Start of Information supplied

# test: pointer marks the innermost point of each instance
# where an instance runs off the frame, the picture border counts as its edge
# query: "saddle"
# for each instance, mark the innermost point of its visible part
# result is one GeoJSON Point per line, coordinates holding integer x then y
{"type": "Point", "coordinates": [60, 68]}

End of Information supplied

> _About this exercise_
All of the data above should be set down word for word.

> _Solution for this problem_
# test: pointer marks the innermost point of each instance
# where an instance runs off the frame, the picture border counts as its edge
# query: "saddle"
# for each instance, mark the innermost point of its visible part
# result is one GeoJSON Point per line, coordinates holding integer x then y
{"type": "Point", "coordinates": [60, 68]}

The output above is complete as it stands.